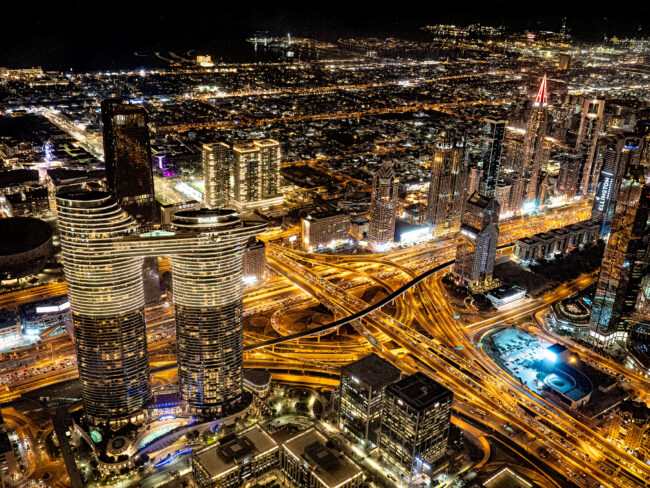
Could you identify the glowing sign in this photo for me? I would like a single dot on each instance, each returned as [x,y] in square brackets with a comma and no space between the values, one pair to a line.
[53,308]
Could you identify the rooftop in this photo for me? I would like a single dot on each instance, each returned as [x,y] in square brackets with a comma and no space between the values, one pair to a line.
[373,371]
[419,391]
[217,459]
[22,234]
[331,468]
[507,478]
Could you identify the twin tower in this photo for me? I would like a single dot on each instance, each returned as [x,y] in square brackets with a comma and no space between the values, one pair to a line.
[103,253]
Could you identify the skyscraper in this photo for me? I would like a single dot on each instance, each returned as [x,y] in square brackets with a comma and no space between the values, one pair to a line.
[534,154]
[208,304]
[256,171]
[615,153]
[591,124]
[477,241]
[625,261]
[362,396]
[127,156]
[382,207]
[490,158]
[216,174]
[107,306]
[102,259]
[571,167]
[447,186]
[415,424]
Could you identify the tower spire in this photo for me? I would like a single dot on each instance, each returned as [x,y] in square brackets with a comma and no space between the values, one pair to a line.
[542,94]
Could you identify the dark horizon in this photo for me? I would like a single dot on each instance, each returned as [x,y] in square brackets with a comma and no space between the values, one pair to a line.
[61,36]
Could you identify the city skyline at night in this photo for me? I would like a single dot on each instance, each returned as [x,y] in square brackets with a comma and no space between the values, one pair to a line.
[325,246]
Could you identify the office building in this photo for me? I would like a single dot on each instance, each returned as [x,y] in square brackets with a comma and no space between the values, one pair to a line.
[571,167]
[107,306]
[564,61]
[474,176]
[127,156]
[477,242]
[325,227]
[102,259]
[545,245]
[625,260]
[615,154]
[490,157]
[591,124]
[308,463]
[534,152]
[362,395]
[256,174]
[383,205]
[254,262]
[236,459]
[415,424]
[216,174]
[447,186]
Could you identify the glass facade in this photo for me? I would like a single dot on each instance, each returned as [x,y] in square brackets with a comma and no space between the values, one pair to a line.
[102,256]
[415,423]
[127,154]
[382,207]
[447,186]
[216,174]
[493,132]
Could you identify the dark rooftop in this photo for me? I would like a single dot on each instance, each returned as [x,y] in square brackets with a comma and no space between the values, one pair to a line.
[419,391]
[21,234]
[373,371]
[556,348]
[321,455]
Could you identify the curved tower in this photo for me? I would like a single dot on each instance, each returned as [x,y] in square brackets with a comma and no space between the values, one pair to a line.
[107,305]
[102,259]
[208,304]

■ Exercise directions: Would you repeat the material exactly, keeping out any pictures?

■ Result of the task:
Could you identify the glowing sign in this photo for me? I would like a single dot on each instance, each returned as [x,y] in square brackets with a comma and no space between the values, one pair to a line.
[53,308]
Could you identify the rooftop in this photo for me? I would like a single dot on each instance, each returned as [x,y] in square brackets with a comma and no space between the values, one pair to a line.
[373,371]
[419,391]
[217,459]
[22,234]
[331,468]
[507,478]
Could you identify the twin tower in this photo for me? I would like a single dot on each instance, each returned as [x,y] in square brackets with a comma and no space between the values, one pair to a line.
[103,253]
Could you identify the skyscraper in this photo for me? I would like a single dot on each instance, each returned as [x,y] in square brackets with a comma and no space between the values, one pair to a line.
[534,154]
[208,304]
[256,171]
[615,153]
[591,124]
[477,241]
[625,261]
[362,396]
[127,156]
[382,207]
[490,158]
[216,174]
[107,306]
[102,259]
[571,167]
[447,186]
[415,424]
Could you identify the tower spire in this photo for me? I would like a single dot on each instance, each returned as [x,y] in square brackets with a comma and no space between the values, one pair to a line.
[542,94]
Could you identify the dark horizon in this photo for me? I would like a single dot on each instance, each returned as [x,y] in square brackets with a comma and no space between the values, one pair to a line.
[61,36]
Could you identify the city skyline at night in this photo for me? I would like a single dot on each instance, each returned as [x,y] in square brackets with a comma and no space between the values, one pair to a line.
[325,246]
Could you identify the office building in this photo for me? I would like a single dot on each instance, each returned as [x,y] in square brackets with a comma and no space between the values, one pair to a line.
[571,167]
[107,306]
[564,61]
[474,176]
[127,156]
[477,242]
[325,227]
[102,259]
[545,245]
[625,260]
[615,154]
[490,157]
[591,124]
[308,463]
[534,152]
[362,395]
[256,174]
[383,205]
[254,262]
[236,459]
[415,424]
[216,174]
[447,186]
Could you identify the glass facade in this photo for me? I would like a single dot on each instance, each returned as [x,y] in square brackets with a comma and no space between the values, one pair to a line.
[102,256]
[415,423]
[127,154]
[382,207]
[447,186]
[216,174]
[493,132]
Could you identify the dark rooftop in this photo for me? I would like a single dot on each instance, each returned as [x,y] in square brackets with a comma and no space between the values, one pair to a line.
[419,391]
[21,234]
[373,371]
[556,348]
[321,455]
Could you identify the curved tower in this photo for me? I would like a single dot on each instance, each returned as [x,y] in square brackets with a comma and no space between the values, one pair to a line.
[107,305]
[102,259]
[208,304]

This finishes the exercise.